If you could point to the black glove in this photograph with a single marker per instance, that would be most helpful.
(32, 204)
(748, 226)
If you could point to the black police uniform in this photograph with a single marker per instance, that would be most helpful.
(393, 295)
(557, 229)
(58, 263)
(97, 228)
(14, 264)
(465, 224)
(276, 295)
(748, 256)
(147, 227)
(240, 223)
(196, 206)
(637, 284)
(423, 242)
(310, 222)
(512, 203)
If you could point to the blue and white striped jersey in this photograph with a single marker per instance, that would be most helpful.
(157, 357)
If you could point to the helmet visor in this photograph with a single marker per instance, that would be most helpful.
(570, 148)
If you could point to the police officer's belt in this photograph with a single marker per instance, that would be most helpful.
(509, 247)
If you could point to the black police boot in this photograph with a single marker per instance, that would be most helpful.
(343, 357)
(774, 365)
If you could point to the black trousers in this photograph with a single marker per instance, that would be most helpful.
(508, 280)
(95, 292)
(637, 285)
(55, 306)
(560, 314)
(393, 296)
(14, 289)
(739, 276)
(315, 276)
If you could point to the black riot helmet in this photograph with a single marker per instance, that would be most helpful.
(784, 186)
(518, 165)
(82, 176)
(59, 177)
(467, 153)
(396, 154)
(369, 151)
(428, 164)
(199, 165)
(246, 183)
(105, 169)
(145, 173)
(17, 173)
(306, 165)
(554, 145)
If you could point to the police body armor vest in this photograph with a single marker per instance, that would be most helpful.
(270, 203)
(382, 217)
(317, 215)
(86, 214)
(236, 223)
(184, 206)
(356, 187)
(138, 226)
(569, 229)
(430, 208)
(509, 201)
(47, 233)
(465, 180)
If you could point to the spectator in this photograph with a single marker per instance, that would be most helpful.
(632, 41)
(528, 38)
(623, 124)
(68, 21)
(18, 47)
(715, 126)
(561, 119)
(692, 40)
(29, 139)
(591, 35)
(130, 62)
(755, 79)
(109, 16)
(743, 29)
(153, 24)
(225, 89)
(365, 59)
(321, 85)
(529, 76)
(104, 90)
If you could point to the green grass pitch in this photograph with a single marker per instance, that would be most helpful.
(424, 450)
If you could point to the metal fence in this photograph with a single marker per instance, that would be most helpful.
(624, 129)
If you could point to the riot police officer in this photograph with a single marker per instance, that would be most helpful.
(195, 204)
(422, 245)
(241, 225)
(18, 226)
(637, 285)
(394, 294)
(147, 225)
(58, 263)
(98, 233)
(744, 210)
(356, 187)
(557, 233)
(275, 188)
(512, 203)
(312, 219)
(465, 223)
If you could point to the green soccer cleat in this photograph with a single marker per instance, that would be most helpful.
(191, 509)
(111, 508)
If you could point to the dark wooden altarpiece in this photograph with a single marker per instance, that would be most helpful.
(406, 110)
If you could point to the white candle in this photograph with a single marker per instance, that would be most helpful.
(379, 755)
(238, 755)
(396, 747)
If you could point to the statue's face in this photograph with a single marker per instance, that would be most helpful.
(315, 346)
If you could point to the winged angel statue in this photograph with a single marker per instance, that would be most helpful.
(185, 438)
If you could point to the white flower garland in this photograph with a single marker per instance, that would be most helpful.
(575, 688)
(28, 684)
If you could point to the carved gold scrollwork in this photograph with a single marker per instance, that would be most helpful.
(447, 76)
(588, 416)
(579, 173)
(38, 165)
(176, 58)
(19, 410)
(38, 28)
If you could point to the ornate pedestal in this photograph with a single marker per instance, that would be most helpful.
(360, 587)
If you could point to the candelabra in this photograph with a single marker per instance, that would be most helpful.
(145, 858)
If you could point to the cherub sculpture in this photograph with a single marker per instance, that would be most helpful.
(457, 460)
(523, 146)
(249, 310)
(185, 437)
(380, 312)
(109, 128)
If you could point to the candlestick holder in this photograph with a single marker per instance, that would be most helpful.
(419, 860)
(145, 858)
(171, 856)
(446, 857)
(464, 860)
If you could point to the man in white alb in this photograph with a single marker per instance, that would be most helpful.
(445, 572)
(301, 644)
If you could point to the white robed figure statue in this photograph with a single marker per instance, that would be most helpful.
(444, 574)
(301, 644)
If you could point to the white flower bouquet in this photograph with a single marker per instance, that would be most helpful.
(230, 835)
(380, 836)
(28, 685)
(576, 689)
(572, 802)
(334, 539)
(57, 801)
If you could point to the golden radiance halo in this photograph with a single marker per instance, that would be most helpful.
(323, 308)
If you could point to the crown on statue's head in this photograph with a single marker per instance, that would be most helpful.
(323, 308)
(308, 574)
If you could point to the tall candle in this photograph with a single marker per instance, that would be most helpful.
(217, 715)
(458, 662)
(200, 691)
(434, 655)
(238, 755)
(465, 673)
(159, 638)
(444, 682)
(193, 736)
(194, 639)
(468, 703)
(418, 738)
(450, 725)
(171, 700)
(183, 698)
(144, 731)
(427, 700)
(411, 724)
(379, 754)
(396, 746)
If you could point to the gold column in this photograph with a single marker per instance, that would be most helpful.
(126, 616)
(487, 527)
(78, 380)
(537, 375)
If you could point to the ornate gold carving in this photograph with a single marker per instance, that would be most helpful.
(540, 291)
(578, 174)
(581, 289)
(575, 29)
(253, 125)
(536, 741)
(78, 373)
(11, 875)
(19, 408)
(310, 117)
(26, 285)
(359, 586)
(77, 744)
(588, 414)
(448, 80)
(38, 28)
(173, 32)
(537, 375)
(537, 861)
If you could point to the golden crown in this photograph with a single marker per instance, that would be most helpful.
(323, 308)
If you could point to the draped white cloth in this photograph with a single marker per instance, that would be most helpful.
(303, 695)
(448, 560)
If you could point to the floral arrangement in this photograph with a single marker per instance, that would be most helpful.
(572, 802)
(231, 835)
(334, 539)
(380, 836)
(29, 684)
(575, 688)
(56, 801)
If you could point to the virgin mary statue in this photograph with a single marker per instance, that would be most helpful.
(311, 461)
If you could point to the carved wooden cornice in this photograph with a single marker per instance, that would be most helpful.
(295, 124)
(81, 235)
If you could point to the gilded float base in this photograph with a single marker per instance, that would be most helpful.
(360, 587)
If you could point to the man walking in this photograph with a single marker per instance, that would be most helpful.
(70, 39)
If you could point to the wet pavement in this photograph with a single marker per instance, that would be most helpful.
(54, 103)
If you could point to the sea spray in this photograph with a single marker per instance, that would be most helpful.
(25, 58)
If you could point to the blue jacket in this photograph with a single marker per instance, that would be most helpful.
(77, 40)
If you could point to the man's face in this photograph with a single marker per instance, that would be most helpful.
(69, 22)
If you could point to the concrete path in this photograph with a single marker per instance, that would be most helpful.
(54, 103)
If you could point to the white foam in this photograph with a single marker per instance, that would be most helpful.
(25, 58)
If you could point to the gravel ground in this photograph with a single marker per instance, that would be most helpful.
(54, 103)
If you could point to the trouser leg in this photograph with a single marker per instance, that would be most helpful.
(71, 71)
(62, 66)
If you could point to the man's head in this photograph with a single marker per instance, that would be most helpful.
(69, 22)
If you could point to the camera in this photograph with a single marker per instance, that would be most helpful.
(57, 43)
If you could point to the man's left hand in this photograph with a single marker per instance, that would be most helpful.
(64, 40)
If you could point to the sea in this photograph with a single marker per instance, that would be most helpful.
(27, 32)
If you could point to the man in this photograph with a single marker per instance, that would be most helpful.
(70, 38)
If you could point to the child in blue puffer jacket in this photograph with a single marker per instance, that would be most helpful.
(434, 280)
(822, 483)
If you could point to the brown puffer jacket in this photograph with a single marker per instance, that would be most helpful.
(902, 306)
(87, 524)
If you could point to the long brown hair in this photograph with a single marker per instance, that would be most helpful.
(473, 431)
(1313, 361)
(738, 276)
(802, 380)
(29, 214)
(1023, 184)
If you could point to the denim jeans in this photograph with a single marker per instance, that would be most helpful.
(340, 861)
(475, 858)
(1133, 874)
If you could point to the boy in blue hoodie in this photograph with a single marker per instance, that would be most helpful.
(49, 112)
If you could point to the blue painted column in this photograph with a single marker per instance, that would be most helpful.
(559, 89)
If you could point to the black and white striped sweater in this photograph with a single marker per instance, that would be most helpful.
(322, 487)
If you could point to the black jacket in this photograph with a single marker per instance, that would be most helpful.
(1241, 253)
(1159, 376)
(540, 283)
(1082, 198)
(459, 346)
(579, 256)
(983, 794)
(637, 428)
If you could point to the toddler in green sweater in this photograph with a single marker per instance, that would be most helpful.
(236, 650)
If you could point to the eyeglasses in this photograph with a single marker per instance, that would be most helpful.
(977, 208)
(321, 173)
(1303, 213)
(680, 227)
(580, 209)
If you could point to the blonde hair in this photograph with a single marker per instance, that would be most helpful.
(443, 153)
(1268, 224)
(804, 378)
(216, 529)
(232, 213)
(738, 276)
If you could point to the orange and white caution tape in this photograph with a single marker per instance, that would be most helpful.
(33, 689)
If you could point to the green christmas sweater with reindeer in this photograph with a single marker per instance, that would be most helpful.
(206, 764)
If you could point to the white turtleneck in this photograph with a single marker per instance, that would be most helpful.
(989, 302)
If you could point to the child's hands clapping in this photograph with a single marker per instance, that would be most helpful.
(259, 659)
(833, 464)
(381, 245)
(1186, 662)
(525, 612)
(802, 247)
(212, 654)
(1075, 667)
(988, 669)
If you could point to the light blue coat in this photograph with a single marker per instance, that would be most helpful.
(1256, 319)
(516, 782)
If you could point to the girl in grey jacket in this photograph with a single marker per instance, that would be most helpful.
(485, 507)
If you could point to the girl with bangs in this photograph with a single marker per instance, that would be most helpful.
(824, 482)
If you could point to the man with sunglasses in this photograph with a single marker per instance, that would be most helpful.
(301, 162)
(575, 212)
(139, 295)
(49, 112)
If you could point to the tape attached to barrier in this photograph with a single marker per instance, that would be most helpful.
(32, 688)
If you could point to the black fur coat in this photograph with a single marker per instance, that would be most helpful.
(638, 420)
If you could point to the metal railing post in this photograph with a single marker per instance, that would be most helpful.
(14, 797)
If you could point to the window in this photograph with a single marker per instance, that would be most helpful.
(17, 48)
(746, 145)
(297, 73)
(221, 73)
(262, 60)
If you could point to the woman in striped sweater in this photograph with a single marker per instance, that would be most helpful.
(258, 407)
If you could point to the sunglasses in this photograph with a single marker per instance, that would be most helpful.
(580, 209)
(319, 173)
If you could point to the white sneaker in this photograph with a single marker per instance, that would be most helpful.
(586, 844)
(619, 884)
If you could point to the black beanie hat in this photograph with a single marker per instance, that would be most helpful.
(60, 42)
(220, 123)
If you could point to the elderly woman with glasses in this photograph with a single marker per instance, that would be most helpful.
==================================================
### ABOUT THIS EXERCISE
From the line containing "If you could point to the black beanie" to the last line of the data above, copy each line exactly and add nothing.

### FINISHED EXERCISE
If you could point to the black beanie hat in this photograph with a single marker per instance, that would be most helpful.
(60, 42)
(220, 123)
If you could point to the elderly woman with glasses in this photograph with a single marker per instance, that would be most helpful.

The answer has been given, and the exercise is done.